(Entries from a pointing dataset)
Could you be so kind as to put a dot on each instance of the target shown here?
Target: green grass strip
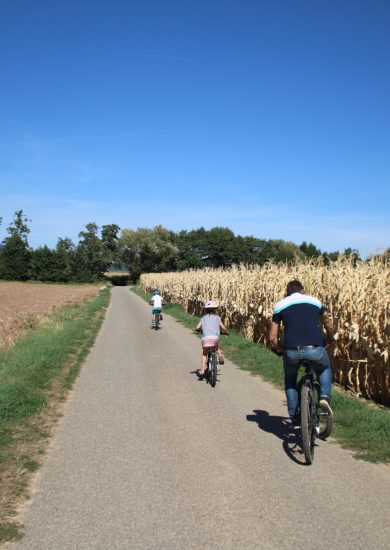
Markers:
(52, 353)
(359, 425)
(29, 366)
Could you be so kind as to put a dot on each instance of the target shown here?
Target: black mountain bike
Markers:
(157, 321)
(212, 367)
(314, 421)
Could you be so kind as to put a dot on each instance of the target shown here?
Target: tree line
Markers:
(139, 251)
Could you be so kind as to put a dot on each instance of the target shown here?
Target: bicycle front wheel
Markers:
(307, 423)
(325, 421)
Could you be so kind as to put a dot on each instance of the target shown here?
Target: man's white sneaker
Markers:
(325, 405)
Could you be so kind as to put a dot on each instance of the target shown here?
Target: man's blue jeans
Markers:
(320, 362)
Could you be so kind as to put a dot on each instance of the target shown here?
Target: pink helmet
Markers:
(211, 304)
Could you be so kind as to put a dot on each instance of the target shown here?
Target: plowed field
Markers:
(23, 305)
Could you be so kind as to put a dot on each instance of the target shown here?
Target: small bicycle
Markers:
(314, 421)
(211, 367)
(211, 372)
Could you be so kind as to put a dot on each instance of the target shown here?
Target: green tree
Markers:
(44, 264)
(16, 254)
(310, 250)
(91, 262)
(66, 260)
(147, 250)
(109, 238)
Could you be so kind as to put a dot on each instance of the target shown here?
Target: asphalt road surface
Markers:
(147, 456)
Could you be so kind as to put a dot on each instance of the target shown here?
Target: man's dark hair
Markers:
(294, 286)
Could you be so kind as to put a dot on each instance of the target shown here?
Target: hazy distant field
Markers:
(23, 305)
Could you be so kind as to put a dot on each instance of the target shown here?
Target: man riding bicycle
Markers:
(157, 303)
(301, 315)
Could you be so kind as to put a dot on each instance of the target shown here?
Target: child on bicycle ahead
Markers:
(211, 326)
(157, 303)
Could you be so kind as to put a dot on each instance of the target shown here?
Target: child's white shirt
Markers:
(157, 300)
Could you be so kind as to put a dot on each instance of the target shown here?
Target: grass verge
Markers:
(35, 374)
(359, 425)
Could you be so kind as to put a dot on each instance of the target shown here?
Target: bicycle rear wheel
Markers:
(213, 370)
(308, 423)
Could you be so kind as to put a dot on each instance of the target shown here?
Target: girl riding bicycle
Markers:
(211, 326)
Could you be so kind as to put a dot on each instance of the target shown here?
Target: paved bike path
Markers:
(148, 457)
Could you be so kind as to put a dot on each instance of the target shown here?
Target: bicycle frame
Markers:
(212, 366)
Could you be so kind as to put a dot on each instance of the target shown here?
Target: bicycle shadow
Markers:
(203, 378)
(281, 428)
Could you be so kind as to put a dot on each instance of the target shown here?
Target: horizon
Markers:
(270, 119)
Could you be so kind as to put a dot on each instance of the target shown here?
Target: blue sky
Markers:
(268, 117)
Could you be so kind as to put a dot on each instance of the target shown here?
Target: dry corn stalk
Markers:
(358, 298)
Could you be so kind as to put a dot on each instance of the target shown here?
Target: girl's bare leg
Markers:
(221, 357)
(203, 364)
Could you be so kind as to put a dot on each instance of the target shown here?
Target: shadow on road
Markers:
(281, 428)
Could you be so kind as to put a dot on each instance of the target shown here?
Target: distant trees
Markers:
(147, 250)
(85, 262)
(15, 255)
(142, 250)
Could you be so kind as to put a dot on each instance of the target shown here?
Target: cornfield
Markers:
(357, 297)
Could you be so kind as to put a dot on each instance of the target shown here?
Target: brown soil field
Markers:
(24, 305)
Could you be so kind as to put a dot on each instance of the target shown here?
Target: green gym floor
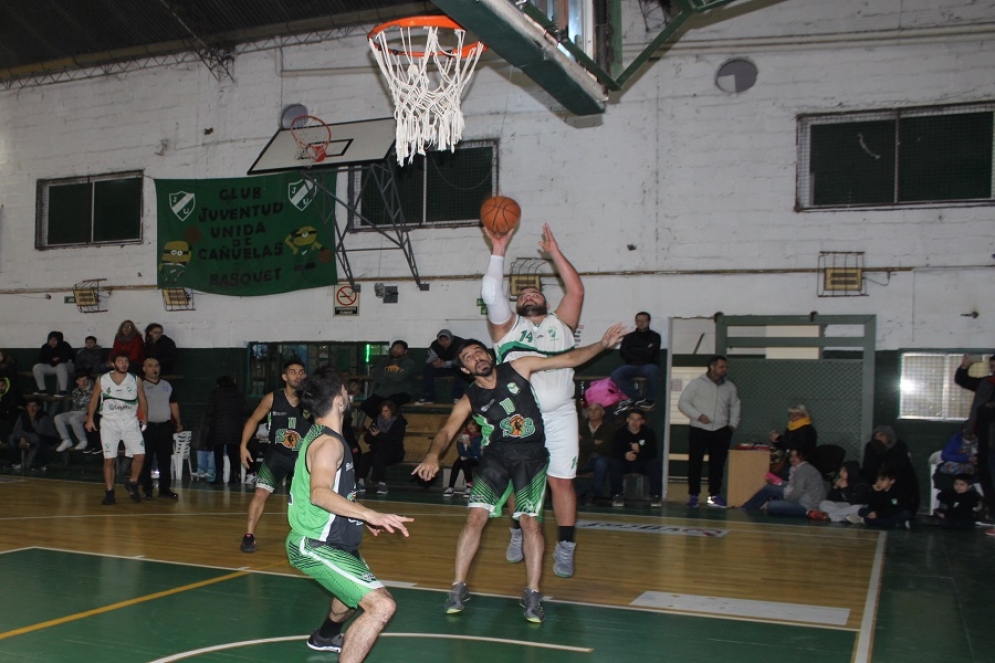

* JOB *
Gather every line of the entries above that contains the string "bicycle". The match is case-sensitive.

* RESULT OF THIS EXERCISE *
Target: bicycle front wheel
Target: small bicycle
Target: man riding bicycle
Target: child on bicycle ahead
Target: bicycle rear wheel
Target: girl riding bicycle
Target: bicycle frame
Target: bicycle shadow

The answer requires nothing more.